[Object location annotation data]
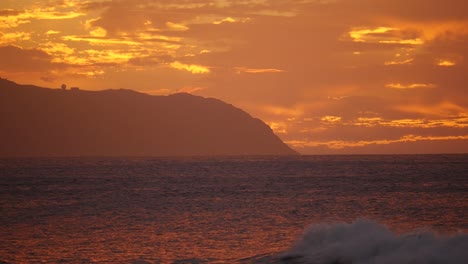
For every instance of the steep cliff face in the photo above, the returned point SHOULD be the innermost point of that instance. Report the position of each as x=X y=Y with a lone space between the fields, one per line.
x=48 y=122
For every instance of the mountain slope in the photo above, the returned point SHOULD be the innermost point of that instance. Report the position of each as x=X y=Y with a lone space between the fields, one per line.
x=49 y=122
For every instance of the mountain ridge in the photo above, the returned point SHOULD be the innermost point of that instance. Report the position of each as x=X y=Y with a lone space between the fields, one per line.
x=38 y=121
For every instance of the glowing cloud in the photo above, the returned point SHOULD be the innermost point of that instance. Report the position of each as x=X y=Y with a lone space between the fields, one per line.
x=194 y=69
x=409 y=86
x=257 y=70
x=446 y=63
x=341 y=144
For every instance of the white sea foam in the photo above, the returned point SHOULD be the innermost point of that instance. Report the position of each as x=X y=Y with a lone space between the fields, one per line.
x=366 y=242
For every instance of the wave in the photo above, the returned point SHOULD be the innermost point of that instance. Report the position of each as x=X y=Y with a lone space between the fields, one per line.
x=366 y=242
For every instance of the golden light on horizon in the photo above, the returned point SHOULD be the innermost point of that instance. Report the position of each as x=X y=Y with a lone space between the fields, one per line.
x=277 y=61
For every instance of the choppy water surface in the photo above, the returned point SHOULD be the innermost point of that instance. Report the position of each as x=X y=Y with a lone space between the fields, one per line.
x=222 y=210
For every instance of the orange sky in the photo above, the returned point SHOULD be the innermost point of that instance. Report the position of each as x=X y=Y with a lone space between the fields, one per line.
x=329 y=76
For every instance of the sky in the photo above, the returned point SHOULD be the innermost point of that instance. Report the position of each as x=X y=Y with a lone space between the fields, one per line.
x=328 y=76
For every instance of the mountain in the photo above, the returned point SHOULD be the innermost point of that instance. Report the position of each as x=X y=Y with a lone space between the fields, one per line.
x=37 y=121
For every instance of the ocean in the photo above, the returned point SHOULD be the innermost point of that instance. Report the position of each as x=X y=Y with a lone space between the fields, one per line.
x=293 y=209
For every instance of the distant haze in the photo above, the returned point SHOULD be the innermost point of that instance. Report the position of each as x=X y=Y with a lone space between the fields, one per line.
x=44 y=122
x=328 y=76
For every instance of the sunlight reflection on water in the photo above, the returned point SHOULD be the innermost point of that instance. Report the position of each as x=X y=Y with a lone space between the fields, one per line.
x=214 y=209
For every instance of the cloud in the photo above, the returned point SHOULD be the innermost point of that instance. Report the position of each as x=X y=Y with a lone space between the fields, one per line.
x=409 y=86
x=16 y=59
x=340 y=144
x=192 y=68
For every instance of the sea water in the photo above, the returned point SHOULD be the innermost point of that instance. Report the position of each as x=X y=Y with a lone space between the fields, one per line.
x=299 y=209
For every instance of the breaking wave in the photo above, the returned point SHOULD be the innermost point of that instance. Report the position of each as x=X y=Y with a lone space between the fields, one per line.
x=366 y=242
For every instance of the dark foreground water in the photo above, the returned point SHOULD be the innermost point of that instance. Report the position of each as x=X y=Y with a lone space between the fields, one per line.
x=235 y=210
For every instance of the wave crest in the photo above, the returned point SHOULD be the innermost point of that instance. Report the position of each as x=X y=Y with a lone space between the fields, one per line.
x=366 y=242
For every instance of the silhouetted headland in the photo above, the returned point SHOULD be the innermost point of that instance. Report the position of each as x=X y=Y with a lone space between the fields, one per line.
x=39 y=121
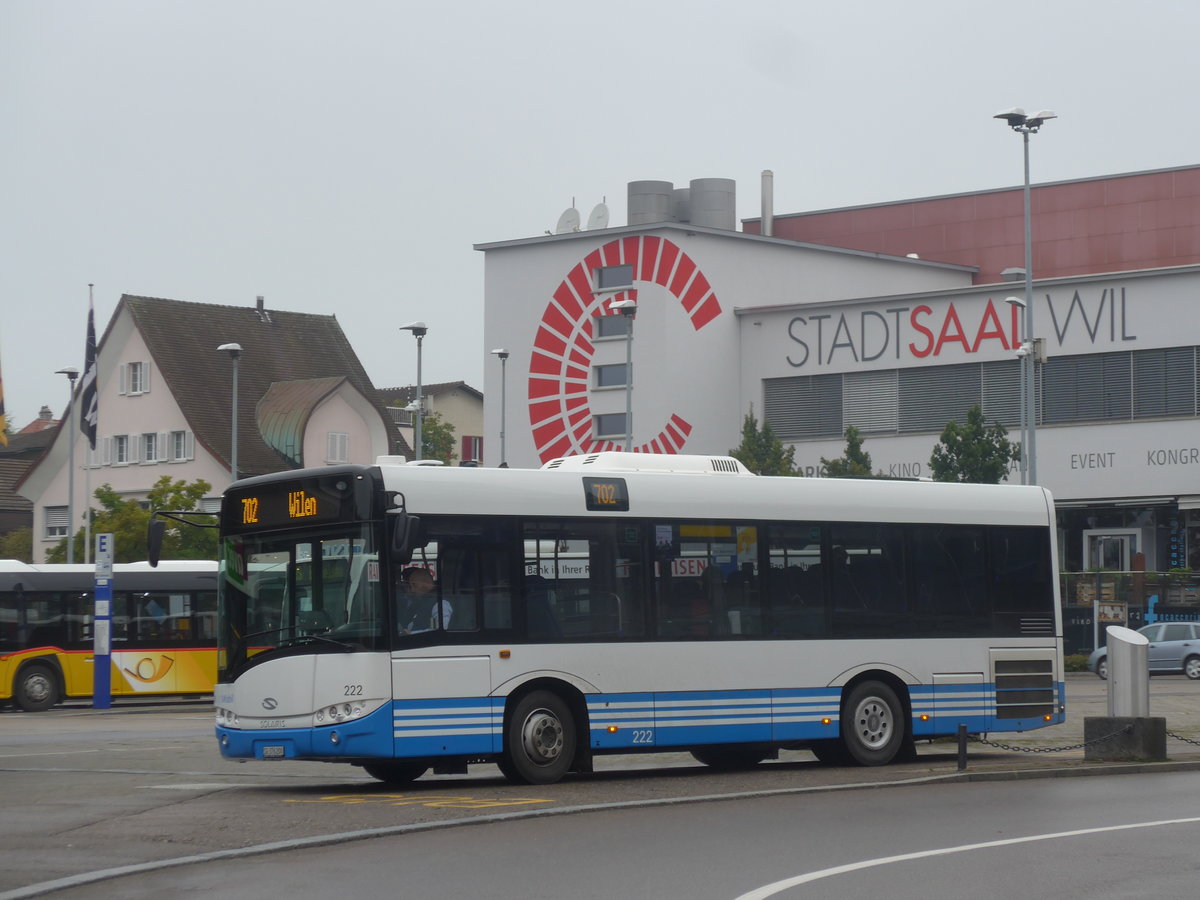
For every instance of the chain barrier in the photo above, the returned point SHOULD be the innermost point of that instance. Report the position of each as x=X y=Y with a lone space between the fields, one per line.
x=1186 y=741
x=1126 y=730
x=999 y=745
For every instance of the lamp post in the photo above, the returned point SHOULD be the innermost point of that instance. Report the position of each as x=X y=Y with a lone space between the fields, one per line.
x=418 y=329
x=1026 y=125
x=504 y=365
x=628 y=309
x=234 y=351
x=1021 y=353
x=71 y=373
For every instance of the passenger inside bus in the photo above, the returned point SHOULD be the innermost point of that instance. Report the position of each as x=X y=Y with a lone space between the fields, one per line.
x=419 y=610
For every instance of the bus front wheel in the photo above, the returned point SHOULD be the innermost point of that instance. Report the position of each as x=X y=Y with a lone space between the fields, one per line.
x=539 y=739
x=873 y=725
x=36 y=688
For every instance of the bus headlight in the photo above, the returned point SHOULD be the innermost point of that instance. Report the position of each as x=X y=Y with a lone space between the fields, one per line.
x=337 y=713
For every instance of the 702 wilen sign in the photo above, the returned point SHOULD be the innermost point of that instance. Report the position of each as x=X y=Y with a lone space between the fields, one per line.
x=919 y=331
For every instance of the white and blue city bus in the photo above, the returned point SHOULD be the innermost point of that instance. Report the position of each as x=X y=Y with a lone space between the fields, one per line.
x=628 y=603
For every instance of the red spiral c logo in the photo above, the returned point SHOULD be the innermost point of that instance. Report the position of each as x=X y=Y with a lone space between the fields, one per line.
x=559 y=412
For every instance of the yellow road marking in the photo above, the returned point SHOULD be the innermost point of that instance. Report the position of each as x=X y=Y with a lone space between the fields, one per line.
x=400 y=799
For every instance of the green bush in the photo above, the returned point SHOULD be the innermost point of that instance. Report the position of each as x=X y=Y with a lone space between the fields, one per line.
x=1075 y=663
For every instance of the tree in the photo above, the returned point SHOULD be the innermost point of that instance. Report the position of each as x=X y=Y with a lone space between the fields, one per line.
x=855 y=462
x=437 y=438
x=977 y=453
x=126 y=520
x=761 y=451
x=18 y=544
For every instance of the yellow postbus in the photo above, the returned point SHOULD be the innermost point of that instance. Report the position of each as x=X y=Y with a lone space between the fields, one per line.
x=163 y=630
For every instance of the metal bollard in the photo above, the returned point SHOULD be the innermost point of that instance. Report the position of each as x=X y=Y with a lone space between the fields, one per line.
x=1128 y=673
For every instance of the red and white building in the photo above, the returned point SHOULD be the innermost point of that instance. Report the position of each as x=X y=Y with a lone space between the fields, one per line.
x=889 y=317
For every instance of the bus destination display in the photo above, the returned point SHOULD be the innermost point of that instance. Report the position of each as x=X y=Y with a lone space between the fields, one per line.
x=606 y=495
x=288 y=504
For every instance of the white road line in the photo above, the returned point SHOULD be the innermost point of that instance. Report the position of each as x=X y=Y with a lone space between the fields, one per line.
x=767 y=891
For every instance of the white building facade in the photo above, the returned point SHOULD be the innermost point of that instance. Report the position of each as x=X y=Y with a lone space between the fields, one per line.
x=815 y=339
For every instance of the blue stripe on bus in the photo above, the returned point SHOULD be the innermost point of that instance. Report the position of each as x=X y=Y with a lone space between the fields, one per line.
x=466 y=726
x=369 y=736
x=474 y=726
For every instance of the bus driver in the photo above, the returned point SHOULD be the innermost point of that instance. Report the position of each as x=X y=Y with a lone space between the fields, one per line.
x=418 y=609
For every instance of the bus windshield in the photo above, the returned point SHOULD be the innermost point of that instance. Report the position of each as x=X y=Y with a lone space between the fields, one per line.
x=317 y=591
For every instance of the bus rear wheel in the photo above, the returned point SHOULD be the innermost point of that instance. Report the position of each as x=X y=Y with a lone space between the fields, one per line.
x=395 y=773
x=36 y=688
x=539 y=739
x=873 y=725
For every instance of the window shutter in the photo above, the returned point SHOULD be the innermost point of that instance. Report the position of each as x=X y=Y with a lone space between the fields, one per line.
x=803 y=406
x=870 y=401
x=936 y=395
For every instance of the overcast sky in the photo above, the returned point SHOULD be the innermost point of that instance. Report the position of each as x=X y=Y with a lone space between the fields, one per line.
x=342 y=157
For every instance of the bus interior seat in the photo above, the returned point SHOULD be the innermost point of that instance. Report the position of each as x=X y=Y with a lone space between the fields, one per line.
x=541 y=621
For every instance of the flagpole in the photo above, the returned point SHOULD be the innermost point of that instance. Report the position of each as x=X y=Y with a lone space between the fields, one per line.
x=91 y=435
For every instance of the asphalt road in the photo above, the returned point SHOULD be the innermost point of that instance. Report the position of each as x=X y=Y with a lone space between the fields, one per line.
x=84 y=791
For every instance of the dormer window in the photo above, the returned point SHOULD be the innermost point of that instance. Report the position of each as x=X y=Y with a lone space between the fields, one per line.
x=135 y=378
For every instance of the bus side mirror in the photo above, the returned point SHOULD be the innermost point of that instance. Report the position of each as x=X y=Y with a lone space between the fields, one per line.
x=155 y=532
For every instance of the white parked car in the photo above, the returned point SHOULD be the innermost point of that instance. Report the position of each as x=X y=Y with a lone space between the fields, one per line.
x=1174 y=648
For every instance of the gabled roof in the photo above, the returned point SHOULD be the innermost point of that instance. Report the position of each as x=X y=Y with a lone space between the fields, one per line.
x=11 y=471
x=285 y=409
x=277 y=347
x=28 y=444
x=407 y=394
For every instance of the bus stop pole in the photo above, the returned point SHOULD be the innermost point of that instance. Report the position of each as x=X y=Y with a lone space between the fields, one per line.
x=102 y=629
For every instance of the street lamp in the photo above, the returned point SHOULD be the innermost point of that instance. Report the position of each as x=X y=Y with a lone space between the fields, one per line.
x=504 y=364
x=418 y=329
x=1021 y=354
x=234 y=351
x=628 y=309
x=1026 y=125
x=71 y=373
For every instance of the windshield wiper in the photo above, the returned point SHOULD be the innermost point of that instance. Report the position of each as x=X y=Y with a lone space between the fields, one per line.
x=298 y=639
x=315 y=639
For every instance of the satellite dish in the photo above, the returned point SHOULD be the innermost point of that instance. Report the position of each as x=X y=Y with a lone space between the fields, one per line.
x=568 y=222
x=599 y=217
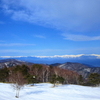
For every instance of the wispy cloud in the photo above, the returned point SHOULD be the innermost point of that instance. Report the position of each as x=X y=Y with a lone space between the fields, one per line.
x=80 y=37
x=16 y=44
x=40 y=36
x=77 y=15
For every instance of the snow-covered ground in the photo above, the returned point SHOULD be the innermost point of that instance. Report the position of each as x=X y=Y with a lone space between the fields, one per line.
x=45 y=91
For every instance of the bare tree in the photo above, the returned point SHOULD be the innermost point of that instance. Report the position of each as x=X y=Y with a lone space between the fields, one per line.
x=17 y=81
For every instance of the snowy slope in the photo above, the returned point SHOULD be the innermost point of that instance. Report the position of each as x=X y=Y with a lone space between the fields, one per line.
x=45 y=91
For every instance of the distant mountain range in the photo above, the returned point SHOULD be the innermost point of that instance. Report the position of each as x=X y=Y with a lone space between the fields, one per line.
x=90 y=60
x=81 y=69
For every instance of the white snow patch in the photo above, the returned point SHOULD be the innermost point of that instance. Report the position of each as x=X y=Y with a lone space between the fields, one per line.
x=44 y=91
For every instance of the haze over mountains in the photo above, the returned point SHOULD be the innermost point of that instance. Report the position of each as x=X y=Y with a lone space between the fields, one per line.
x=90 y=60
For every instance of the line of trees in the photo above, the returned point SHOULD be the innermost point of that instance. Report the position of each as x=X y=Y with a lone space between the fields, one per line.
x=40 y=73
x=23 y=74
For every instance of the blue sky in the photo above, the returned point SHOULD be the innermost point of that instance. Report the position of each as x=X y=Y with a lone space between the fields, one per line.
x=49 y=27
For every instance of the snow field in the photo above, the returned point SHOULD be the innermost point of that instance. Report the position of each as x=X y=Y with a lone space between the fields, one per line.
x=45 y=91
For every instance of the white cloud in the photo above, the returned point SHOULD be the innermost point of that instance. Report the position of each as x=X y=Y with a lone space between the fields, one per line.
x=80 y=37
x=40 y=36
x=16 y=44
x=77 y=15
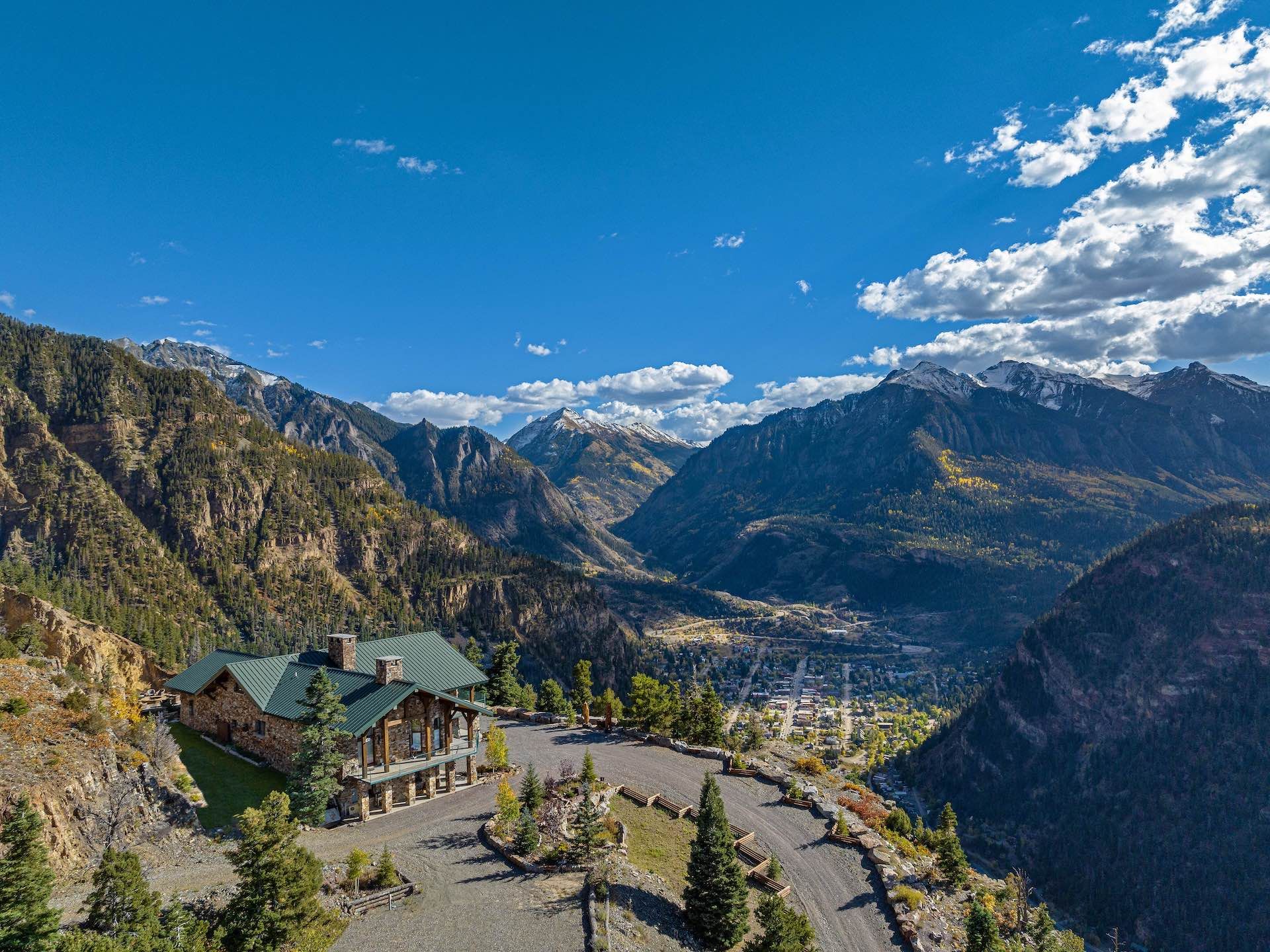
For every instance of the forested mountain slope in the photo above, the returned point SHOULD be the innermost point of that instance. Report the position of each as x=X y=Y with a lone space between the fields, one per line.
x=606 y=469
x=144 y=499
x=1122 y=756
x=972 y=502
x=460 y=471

§ **DESCRIPTION OF THE TASK**:
With pictures left out, repeat exactly the lines from the line bearing "For every instance of the white cloud" through the final line of the records above.

§ **COMPLETED TASK**:
For every instance of the white cloud in the photo above, the returned point SHOULD be the innermost point of that instance. Report the position of each as x=X y=Y with a lone space between the fields, one per line.
x=80 y=37
x=40 y=36
x=16 y=44
x=77 y=15
For every instance of the forested mountain slope in the photo above, the returned point SHOULD be the innermost point of that instance. Report the position of each as x=X y=Y with a lone space between the fields, one per line.
x=606 y=469
x=144 y=499
x=1122 y=756
x=972 y=502
x=460 y=471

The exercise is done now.